== Short exercise ==
Take the data that follows and retype it word for word.

* begin Data listing *

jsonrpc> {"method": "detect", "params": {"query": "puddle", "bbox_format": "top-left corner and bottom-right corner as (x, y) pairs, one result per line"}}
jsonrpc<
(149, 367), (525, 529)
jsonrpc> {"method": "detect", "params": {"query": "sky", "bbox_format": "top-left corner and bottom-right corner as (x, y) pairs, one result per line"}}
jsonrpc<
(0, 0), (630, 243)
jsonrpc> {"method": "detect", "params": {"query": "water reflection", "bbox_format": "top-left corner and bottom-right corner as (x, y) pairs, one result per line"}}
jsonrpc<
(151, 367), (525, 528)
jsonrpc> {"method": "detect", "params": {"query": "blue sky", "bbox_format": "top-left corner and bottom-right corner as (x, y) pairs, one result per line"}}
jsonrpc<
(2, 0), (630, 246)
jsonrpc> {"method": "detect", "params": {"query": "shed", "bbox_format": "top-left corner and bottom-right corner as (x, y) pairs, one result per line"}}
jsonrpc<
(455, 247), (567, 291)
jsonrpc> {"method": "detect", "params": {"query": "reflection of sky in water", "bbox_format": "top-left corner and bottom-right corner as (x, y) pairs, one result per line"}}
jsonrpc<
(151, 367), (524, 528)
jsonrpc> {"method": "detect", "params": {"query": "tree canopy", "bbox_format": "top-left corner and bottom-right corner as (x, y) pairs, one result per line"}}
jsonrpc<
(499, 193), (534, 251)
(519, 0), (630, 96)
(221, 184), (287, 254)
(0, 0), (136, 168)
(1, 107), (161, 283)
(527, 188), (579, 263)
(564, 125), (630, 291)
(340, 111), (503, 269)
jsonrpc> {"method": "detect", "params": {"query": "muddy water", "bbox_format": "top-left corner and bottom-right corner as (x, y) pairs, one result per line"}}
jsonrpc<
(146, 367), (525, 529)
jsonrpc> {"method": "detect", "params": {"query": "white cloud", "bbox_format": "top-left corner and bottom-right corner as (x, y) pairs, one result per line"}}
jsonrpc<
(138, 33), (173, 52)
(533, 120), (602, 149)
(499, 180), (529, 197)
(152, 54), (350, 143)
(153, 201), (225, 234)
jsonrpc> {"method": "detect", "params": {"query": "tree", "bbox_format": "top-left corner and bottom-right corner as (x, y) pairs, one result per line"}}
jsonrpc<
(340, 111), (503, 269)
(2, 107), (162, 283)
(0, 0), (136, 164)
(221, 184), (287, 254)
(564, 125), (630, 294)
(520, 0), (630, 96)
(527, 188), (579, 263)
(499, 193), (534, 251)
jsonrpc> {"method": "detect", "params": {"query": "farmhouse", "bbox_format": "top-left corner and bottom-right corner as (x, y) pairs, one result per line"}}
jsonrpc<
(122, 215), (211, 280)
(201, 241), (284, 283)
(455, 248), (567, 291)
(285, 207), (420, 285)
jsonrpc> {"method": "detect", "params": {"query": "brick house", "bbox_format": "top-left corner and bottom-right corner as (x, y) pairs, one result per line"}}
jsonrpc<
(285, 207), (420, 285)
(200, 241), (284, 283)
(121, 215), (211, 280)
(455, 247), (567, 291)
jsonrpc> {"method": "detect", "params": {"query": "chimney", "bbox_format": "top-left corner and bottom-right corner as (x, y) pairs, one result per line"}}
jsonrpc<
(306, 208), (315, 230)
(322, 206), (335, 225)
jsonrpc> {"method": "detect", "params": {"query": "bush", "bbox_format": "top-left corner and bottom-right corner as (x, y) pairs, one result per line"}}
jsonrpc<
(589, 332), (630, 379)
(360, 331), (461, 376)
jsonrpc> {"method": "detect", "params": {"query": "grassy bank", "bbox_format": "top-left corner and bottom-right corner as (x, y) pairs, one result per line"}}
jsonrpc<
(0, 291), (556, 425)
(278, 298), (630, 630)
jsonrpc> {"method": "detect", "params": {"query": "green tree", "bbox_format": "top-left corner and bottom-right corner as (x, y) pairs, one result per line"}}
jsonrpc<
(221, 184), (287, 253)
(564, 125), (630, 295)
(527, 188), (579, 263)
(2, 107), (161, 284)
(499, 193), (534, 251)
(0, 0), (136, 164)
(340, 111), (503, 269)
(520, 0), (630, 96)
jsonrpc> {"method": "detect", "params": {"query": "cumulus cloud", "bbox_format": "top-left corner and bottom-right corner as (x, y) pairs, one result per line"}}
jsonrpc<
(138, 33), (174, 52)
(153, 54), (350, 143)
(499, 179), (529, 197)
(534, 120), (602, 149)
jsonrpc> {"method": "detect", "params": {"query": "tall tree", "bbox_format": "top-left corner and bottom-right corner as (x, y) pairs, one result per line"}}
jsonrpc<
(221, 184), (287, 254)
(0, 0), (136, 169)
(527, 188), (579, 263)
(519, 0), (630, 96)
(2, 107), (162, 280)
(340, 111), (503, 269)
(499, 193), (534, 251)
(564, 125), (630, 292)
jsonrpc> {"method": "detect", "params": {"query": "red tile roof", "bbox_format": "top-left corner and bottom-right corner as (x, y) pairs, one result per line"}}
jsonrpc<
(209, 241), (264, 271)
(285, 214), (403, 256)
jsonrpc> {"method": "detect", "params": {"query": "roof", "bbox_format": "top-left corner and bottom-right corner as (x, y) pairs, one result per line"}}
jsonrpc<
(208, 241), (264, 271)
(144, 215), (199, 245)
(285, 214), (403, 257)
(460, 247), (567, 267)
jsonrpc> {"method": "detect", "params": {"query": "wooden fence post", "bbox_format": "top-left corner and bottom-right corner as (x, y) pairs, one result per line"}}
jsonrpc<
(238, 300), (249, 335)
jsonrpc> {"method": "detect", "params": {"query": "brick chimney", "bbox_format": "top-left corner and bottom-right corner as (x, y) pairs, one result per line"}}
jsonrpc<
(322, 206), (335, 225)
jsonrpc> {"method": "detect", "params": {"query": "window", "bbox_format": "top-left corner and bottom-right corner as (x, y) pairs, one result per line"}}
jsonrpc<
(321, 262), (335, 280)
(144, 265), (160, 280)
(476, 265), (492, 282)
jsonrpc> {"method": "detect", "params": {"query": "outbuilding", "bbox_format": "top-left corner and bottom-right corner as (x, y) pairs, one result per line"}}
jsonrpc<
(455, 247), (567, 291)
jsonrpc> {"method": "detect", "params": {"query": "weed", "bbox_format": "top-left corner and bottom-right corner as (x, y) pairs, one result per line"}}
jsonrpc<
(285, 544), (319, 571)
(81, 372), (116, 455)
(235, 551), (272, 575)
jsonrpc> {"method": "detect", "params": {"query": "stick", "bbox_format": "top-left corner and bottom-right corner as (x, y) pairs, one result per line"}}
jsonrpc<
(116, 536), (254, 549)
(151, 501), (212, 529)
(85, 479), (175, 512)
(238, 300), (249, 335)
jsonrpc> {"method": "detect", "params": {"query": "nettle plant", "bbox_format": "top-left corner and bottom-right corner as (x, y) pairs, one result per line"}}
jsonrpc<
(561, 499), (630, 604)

* end Data listing *

== Finished answer ==
jsonrpc> {"method": "detect", "params": {"query": "puddle", "bbox_format": "top-left corner and bottom-right corner as (x, y) pairs, one result per line"}}
jsonrpc<
(149, 367), (525, 529)
jsonrpc> {"method": "detect", "params": {"query": "sky", "bbox_format": "top-left corner and bottom-right corner as (x, y) pairs, one result per line"}}
jsonrpc<
(0, 0), (630, 243)
jsonrpc> {"method": "detect", "params": {"query": "water reflection", "bbox_format": "top-left corner and bottom-right corner as (x, y) pairs, one result per line"}}
jsonrpc<
(151, 367), (525, 528)
jsonrpc> {"method": "detect", "params": {"query": "blue sky", "bbox_format": "top-left corner and bottom-right corner as (x, y) pairs, one result per line"}}
jsonrpc<
(2, 0), (630, 246)
jsonrpc> {"method": "detect", "params": {"query": "shed", "bbox_format": "top-left corner and bottom-right corner as (x, y) pairs, one result per line"}}
jsonrpc<
(455, 247), (567, 291)
jsonrpc> {"method": "detect", "params": {"query": "reflection of sky in water", "bbox_format": "top-left corner and bottom-right corner as (x, y) pairs, one result per line"}}
jsonrpc<
(151, 367), (524, 528)
jsonrpc> {"method": "detect", "params": {"query": "tree canopy", "bbox_format": "top-left corner and bottom-right corner as (x, y) pairs, one result per line"}}
jsonrpc<
(499, 193), (534, 251)
(519, 0), (630, 96)
(221, 184), (287, 254)
(0, 0), (136, 168)
(1, 107), (161, 283)
(527, 188), (579, 263)
(564, 125), (630, 291)
(340, 111), (503, 269)
jsonrpc> {"method": "detect", "params": {"query": "muddy water", "bbox_format": "top-left corner and bottom-right corner as (x, y) pairs, one result per line"}}
jsonrpc<
(146, 367), (525, 529)
jsonrpc> {"method": "detect", "params": {"query": "white cloud", "bbox_format": "top-left corner and bottom-right corner as (x, y) pairs, one result per line"}}
jsonrpc<
(138, 33), (173, 52)
(533, 120), (602, 149)
(499, 180), (529, 197)
(152, 54), (350, 143)
(153, 201), (225, 234)
jsonrpc> {"method": "detect", "params": {"query": "tree", "bbox_format": "top-left corner and bottom-right corner as (x, y) pairs, one result per line"}}
jsonrpc<
(340, 111), (503, 269)
(2, 107), (162, 283)
(0, 0), (136, 164)
(221, 184), (287, 254)
(564, 125), (630, 294)
(520, 0), (630, 96)
(527, 188), (579, 263)
(499, 193), (534, 251)
jsonrpc> {"method": "detect", "params": {"query": "farmhouse", "bbox_format": "top-left corner and bottom-right corner as (x, y) pairs, one result per line"}}
jsonrpc<
(122, 215), (211, 280)
(201, 241), (284, 283)
(455, 248), (567, 291)
(285, 207), (420, 285)
jsonrpc> {"method": "detect", "params": {"query": "brick house", "bbox_format": "top-left corner and bottom-right corner as (x, y) pairs, one result per line"}}
jsonrpc<
(285, 207), (420, 285)
(200, 241), (284, 283)
(121, 215), (211, 280)
(455, 247), (567, 291)
jsonrpc> {"method": "detect", "params": {"query": "chimney", "bbox_format": "top-left corner and bottom-right corner as (x, y) pairs, one result per line"}}
jsonrpc<
(306, 208), (315, 230)
(322, 206), (335, 225)
jsonrpc> {"method": "detect", "params": {"query": "bush", "bbox_format": "top-left corner and bottom-right corner as (x, y) pairs, one result per line"}}
jsonrpc<
(589, 332), (630, 379)
(360, 331), (461, 376)
jsonrpc> {"method": "detect", "params": {"query": "grassy bank", "bbox_format": "top-left corner and bottom-right corner as (x, y) pairs, one result per line"}}
jsonrpc<
(0, 291), (556, 425)
(278, 298), (630, 630)
jsonrpc> {"method": "detect", "params": {"query": "green tree", "bbox_format": "top-left corner and bottom-right corner as (x, y) pairs, one result per line"}}
jsonrpc<
(221, 184), (287, 253)
(564, 125), (630, 295)
(527, 188), (579, 263)
(2, 107), (161, 284)
(499, 193), (534, 251)
(0, 0), (136, 164)
(340, 111), (503, 269)
(520, 0), (630, 96)
jsonrpc> {"method": "detect", "params": {"query": "cumulus cloud", "bbox_format": "top-left corner and bottom-right corner as (x, y) pairs, one result per line"}}
jsonrpc<
(138, 33), (174, 52)
(153, 54), (350, 143)
(499, 179), (529, 197)
(534, 120), (602, 149)
jsonrpc> {"method": "detect", "params": {"query": "tall tree", "bbox_format": "top-left corner and bottom-right corner as (x, y) pairs, one result per line"}}
jsonrpc<
(221, 184), (287, 254)
(0, 0), (136, 169)
(527, 188), (579, 263)
(519, 0), (630, 96)
(2, 107), (162, 280)
(340, 111), (503, 269)
(499, 193), (534, 251)
(564, 125), (630, 292)
jsonrpc> {"method": "detect", "params": {"query": "red tile roof", "bbox_format": "top-left corner and bottom-right corner as (x, y) pairs, one result per line"}}
jsonrpc<
(209, 241), (264, 271)
(285, 214), (403, 256)
jsonrpc> {"method": "detect", "params": {"query": "roof", "bbox_format": "top-left corner and bottom-right corner as (x, y) pairs, one result per line"}}
jsonrpc<
(208, 241), (264, 271)
(144, 215), (199, 245)
(285, 214), (403, 257)
(460, 247), (567, 267)
jsonrpc> {"method": "detect", "params": {"query": "wooden fence post", "bbox_format": "top-left corner and bottom-right corner as (x, y) pairs, one result per line"}}
jsonrpc<
(238, 300), (249, 335)
jsonrpc> {"method": "detect", "params": {"query": "brick chimney", "bbox_format": "top-left corner and bottom-right corner as (x, y) pairs, one result per line"}}
jsonrpc<
(322, 206), (335, 225)
jsonrpc> {"method": "detect", "params": {"query": "window", "bbox_format": "top-left corner and bottom-right corner as (x, y) pairs, one result per line"}}
jsonrpc<
(321, 262), (335, 280)
(144, 265), (160, 280)
(476, 265), (492, 282)
jsonrpc> {"method": "detect", "params": {"query": "outbuilding", "bbox_format": "top-left corner and bottom-right corner as (x, y) pairs, one result per line"}}
jsonrpc<
(455, 247), (567, 291)
jsonrpc> {"method": "detect", "params": {"query": "weed", "bbox_format": "top-left corner and bottom-right corner as (x, y) pairs, one result per line"}}
jsonrpc<
(285, 544), (319, 571)
(81, 372), (116, 455)
(235, 551), (272, 575)
jsonrpc> {"method": "detect", "params": {"query": "stick", "bbox_format": "top-left corner and bottom-right corner as (x, y) pairs, one result per line"}}
jsonrpc<
(116, 536), (254, 549)
(151, 501), (212, 529)
(85, 479), (175, 512)
(238, 300), (249, 335)
jsonrpc> {"method": "detect", "params": {"query": "nettle plant", "bbox_format": "top-left corner and bottom-right corner as (x, y) pairs, one result per line"}}
jsonrpc<
(561, 499), (630, 604)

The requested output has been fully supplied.